===== Task inputs
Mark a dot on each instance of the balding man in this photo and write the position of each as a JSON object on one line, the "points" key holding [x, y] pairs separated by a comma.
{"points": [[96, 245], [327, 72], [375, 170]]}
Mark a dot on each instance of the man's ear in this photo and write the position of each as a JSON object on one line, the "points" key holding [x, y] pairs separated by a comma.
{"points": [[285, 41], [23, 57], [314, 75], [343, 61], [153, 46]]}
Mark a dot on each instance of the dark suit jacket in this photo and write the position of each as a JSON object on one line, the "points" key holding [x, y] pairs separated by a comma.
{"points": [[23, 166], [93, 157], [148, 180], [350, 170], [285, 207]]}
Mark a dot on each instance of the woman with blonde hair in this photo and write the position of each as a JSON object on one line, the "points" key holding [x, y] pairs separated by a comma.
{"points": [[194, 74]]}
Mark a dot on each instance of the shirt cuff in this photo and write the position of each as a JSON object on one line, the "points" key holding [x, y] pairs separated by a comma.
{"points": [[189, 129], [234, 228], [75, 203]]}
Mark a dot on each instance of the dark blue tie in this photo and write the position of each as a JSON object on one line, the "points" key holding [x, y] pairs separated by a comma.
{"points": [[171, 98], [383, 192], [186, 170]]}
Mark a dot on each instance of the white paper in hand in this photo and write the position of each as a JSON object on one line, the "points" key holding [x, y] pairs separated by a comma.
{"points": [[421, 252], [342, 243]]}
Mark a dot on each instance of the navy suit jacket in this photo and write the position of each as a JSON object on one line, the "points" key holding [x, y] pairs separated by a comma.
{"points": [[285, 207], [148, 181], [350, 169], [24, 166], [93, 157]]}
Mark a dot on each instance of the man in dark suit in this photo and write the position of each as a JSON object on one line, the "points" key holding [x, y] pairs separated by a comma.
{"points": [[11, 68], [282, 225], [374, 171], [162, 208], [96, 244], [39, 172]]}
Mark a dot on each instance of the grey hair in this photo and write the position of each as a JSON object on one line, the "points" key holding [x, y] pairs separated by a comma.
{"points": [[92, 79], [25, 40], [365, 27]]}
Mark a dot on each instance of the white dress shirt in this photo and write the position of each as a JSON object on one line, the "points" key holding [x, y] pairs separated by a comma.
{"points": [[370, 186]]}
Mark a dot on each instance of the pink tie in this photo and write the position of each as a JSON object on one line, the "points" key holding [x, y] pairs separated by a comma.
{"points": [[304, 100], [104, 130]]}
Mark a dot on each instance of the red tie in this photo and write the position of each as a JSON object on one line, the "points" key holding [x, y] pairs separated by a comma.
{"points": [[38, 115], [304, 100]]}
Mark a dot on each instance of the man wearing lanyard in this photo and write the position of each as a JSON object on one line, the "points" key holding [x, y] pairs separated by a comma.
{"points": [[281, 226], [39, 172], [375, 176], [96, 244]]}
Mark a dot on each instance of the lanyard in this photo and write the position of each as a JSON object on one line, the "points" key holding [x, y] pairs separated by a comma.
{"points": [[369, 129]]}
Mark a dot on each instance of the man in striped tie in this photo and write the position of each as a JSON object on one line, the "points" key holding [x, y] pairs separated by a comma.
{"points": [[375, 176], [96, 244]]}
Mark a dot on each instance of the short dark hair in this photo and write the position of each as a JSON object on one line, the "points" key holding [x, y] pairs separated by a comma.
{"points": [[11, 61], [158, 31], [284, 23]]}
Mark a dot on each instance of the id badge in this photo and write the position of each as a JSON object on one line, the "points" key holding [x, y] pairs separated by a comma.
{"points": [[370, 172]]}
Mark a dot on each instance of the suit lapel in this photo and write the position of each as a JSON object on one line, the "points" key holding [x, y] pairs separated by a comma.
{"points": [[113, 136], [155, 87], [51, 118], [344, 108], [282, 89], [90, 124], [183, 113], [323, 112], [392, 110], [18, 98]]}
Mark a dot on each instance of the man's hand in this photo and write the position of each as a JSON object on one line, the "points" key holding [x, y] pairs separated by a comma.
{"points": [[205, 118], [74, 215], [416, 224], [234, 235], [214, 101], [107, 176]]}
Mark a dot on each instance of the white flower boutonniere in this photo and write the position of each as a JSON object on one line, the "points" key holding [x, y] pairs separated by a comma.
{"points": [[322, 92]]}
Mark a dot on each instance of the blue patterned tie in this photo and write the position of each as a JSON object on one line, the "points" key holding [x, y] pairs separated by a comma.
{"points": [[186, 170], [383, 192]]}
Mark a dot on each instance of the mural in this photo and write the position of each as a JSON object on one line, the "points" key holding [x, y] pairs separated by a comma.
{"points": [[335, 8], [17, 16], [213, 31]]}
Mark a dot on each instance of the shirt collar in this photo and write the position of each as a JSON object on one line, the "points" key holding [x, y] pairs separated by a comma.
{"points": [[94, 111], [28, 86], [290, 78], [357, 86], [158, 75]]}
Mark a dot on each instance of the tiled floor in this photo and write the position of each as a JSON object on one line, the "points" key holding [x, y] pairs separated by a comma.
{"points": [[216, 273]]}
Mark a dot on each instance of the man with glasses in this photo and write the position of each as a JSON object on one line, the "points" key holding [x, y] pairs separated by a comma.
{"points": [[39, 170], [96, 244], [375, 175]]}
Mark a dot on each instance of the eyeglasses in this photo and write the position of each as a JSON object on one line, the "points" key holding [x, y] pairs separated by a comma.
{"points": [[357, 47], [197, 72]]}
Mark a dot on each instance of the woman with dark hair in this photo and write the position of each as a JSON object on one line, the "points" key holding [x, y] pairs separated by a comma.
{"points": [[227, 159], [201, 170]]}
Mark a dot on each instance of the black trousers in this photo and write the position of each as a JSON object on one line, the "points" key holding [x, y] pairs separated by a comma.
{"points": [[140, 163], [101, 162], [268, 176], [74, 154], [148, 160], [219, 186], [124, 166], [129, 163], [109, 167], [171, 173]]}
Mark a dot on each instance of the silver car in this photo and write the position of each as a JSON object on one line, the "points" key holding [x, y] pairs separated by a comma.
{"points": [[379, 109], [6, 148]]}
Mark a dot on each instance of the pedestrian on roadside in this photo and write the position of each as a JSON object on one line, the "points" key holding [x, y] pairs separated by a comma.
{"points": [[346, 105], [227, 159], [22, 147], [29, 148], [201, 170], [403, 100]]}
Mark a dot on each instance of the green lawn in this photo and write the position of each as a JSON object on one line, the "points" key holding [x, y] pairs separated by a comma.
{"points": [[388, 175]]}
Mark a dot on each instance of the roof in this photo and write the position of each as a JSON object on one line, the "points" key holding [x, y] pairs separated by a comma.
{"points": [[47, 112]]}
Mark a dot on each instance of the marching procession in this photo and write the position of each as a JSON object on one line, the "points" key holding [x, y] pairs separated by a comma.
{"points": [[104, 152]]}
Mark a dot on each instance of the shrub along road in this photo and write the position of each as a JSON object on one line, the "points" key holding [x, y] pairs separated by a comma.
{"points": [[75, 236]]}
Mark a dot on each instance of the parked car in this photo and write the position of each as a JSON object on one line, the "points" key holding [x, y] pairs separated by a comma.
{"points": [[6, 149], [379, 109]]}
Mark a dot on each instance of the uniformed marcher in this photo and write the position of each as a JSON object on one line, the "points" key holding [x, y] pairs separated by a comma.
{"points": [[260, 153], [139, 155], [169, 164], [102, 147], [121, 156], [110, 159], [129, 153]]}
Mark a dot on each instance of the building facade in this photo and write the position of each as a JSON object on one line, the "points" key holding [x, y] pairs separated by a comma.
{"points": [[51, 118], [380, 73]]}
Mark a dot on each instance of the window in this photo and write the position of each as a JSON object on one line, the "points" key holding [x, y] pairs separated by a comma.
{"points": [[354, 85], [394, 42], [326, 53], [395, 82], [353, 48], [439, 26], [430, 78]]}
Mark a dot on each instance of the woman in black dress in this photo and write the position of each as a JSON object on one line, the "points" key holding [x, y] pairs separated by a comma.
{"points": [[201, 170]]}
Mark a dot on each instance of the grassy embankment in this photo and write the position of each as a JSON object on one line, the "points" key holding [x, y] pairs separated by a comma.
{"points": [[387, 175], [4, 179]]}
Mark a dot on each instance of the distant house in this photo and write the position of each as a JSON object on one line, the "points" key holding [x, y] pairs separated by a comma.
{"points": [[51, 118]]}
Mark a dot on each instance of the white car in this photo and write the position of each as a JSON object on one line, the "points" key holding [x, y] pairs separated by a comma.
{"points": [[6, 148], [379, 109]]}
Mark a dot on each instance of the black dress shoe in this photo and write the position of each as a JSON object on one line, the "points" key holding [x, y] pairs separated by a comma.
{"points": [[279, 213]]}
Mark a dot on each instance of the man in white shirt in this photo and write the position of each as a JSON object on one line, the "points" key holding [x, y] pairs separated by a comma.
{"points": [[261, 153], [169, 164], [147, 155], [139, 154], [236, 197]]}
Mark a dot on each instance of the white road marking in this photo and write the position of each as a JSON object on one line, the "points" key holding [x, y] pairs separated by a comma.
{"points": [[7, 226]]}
==========
Exact copies are needed of the line with "Mark a dot on each instance of the grassy" and each line after it through the end of the material above.

Mark a dot on each instance of the grassy embankment in this photo and write the position of each as a JSON object on one line, the "points" key holding [x, y] pairs separated by a comma.
{"points": [[387, 175], [4, 179]]}
Mark a dot on each instance of the distant house in this photo and write the position of each as a JSON object on one line, the "points" key holding [x, y] pairs separated by a comma.
{"points": [[51, 118]]}
Mark a dot on each instance of the white car in this photo and write the position of each as a JSON object on one line, the "points" key holding [x, y] pairs separated by a comma.
{"points": [[6, 148], [379, 109]]}
Mark a dot on each instance of the black dress shoe in this photo and write the position of each as a JSON object on one line, the "points" key holding [x, y] pairs separated by a comma.
{"points": [[279, 213]]}
Mark a dot on each instance of the man in white shirt in this photo and write the position of each as a JSON object on one line, the "points" key holding [x, y] pairs separated by a comma.
{"points": [[261, 153], [169, 164], [147, 155], [139, 154], [236, 197]]}
Mark a dot on each instance of the white road marking in this photo and write the position of each as a JSON object on one line, the "points" key holding [x, y] pairs separated by a comma.
{"points": [[7, 226]]}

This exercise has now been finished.